Questions on the material:
[1] In the article about Palantir's Maven Smart System, which military domains are named in parentheses? List all of them.
[2] Translate this sentence from the article about Palantir's Maven Smart System into Spanish: "The first 1,000 strikes happened in 24 hours."
[3] Pick up the article about Palantir's Maven Smart System right after its final sentence and keep writing it.

Excerpt to read:
******

Palantir MAVEN: DoD Deploys AI That Closes Kill Chains in Minutes

Abhishek Gautam··12 min read

Quick summary

Palantir MAVEN Smart System replaced nine military systems with one AI targeting platform. It compressed kill chain decisions from hours to minutes.

In three weeks of Operation Epic Fury beginning February 28, 2026, the US military struck between 5,500 and 6,000 targets in Iran. The first 1,000 strikes happened in 24 hours. The system making those targeting decisions possible was not a new weapons platform. It was software: Palantir's Maven Smart System, a platform that fused nine separate military intelligence systems into one interface and compressed the kill chain -- the process from detecting a target to striking it -- from hours to minutes.

"Left click, right click, left click, magically it becomes a detection," said Cameron Stanley, the Pentagon's Chief Digital and AI Officer, demonstrating the system publicly in March 2026. "This is revolutionary."

What Is MAVEN Smart System?

Maven Smart System (MSS) is Palantir's AI-enabled platform for Combined Joint All-Domain Command and Control (CJADC2) -- the Pentagon's vision of connecting sensors, weapons, and decision-makers across all military domains (air, land, sea, space, cyber) in real time. It ingests data from satellite imagery, drone footage, signals intelligence, geolocation feeds, and other sources, fuses them into a single visualization interface, and provides decision support tools for targeting workflows.

******

Input data:
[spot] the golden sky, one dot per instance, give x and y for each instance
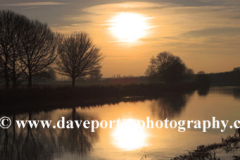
(205, 34)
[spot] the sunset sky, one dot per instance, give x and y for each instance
(205, 34)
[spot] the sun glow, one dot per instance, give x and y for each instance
(129, 135)
(129, 27)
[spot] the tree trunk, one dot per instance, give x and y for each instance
(6, 78)
(29, 81)
(14, 78)
(73, 82)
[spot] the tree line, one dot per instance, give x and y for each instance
(29, 48)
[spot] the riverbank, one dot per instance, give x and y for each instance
(39, 99)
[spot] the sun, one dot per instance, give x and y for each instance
(128, 27)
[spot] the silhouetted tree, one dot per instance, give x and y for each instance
(237, 69)
(169, 67)
(39, 45)
(201, 72)
(12, 27)
(78, 56)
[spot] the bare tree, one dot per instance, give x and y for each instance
(78, 56)
(39, 46)
(11, 30)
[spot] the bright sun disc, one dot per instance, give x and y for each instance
(128, 27)
(129, 135)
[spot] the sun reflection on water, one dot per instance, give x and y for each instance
(129, 135)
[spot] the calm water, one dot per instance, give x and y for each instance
(124, 143)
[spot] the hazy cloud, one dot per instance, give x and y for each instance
(34, 4)
(213, 32)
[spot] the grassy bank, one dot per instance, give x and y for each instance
(65, 97)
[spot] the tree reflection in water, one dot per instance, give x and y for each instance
(170, 106)
(77, 140)
(44, 144)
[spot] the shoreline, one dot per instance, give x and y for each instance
(42, 99)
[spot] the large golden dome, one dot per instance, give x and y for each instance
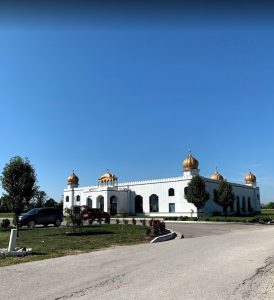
(107, 177)
(217, 176)
(250, 178)
(190, 163)
(73, 179)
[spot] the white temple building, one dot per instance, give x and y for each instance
(160, 197)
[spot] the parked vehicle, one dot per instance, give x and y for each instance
(44, 216)
(92, 214)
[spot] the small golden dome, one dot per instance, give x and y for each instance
(107, 177)
(217, 176)
(190, 163)
(73, 179)
(250, 178)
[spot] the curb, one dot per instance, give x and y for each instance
(166, 237)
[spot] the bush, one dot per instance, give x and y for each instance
(143, 222)
(5, 223)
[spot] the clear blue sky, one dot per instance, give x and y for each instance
(134, 97)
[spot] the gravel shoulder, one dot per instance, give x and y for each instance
(219, 266)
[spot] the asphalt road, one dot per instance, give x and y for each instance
(198, 229)
(233, 265)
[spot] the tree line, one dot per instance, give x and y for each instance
(196, 194)
(21, 190)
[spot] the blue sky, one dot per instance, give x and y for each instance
(133, 98)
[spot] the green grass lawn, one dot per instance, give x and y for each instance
(6, 215)
(53, 242)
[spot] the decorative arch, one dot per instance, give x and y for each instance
(113, 205)
(89, 202)
(171, 192)
(238, 205)
(139, 204)
(100, 202)
(154, 203)
(249, 206)
(243, 204)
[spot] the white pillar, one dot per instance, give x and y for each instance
(12, 242)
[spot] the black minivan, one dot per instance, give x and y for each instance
(44, 216)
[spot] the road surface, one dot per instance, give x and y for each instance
(233, 265)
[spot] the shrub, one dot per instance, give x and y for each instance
(143, 222)
(5, 223)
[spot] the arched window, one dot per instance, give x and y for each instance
(89, 202)
(154, 203)
(171, 192)
(138, 204)
(215, 195)
(113, 205)
(238, 205)
(249, 206)
(232, 206)
(185, 191)
(243, 204)
(100, 202)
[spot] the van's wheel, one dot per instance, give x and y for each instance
(31, 224)
(57, 222)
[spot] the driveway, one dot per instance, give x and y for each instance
(233, 265)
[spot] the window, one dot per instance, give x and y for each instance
(243, 204)
(171, 192)
(185, 191)
(138, 204)
(238, 205)
(154, 203)
(249, 206)
(215, 195)
(171, 207)
(89, 202)
(232, 206)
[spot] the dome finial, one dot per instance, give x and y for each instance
(190, 163)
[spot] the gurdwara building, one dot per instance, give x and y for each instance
(160, 197)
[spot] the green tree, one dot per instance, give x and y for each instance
(196, 193)
(225, 195)
(39, 199)
(51, 203)
(19, 181)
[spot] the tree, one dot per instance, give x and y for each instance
(196, 193)
(50, 203)
(39, 199)
(225, 195)
(19, 181)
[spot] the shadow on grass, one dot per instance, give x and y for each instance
(87, 233)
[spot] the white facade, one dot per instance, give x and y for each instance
(159, 197)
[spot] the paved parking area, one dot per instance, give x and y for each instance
(191, 230)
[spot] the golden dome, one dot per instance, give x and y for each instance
(190, 163)
(107, 177)
(73, 179)
(217, 176)
(250, 178)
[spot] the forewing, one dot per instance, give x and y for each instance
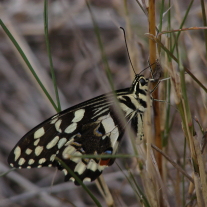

******

Results for the exercise:
[1] air, land, sea, space, cyber

[2] Los primeros 1.000 ataques se produjeron en 24 horas.

[3]
As of March 2026, Maven Smart System has over 20,000 active users across 35 military service and combatant command software tools operating across three security classification domains. That user base doubled since January 2026. The contract ceiling reached $1.3 billion through 2029.

From Google to Palantir: How Project Maven Was Born and Handed Off

Project Maven did not start with Palantir. It started with Google.

In 2017, the Pentagon contracted Google to develop AI for Project Maven -- computer vision models to analyze drone video footage for target detection and vehicle tracking. The contract was relatively small, around $9 million, but the implications were not. In April 2018, nearly 4,000 Google employees signed an open letter to CEO Sundar Pichai demanding the company withdraw. Around a dozen resigned. The letter stated: "We ask that Project Maven be cancelled, and that Google draft, publicize and enforce a clear policy stating that neither Google nor its contractors will ever build warfare technology."

Google did not renew the contract.

The vacuum that created was Palantir's opportunity. Palantir had been building government and defense data infrastructure for over a decade. The company had no ethical constraint against military contracts -- in fact, its CEO Alex Karp had made clear that Palantir existed precisely to give Western democracies technological advantages over adversaries. In May 2024, Palantir won the Maven Smart System contract: $480 million over five years. By May 2025, the Pentagon raised the ceiling to $1.3 billion, citing "growing demand."

How MAVEN Smart System Works

The core problem MAVEN solves is fragmentation. Before it existed, military decision-makers had to monitor eight or nine separate software systems simultaneously to develop a complete picture of a battlefield. Analysts pulled data from one system, cross-referenced it in another, and manually moved detections between platforms to build a targeting case. The process was slow, error-prone, and dependent on human coordination at every handoff.

MAVEN collapses that into one interface with five core capabilities:

Data fusion: A single visualization tool that ingests multiple classified and unclassified data feeds simultaneously. Operators can select and deselect data layers, switch between analytical approaches, and see a unified operational picture without switching applications.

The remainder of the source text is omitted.